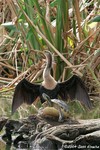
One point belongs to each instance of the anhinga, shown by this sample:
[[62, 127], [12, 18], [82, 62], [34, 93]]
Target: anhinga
[[57, 104], [73, 88]]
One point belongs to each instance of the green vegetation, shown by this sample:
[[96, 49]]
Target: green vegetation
[[69, 29]]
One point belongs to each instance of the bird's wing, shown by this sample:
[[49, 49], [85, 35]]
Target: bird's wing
[[25, 92], [74, 88]]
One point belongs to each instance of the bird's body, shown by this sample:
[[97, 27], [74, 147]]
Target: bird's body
[[73, 88]]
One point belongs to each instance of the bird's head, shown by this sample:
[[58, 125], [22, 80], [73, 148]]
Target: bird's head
[[48, 56]]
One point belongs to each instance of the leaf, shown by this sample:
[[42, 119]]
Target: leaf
[[95, 19]]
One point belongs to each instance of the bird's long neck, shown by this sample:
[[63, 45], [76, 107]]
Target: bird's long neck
[[49, 82], [46, 72]]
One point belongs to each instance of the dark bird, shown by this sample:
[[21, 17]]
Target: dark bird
[[73, 88], [57, 104]]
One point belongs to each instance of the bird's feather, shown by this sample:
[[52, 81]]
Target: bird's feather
[[25, 92], [74, 88]]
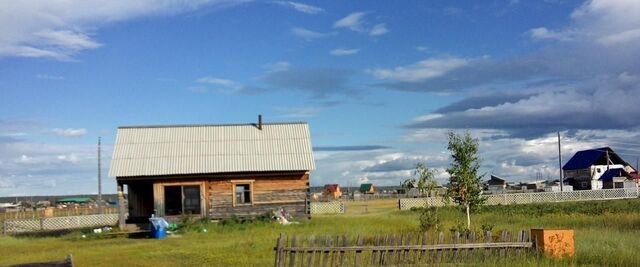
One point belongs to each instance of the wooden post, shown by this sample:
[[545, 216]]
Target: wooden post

···

### Task to complete
The expected answer is a copy of each line in the records that holds the word "sample".

### Exercise solution
One point belongs to each instance of the anhinga, shown by this sample:
One point belongs to each instance of the green vegetation, shown by this sample:
One point belongs to each instance of the bird's wing, shown by this sample:
One point belongs to each instance of the bird's body, shown by this sample:
One point belongs to each instance of the bird's head, shown by this sample:
One point belongs to each instance of the leaf, shown by this sample:
One point belongs to each instance of the bird's long neck, shown by this sample:
One point belongs to each instance of the dark bird, shown by this sample:
One point belongs to each instance of the bird's feather, shown by this sample:
One point belongs to each instance of the wooden post, shown by this sample:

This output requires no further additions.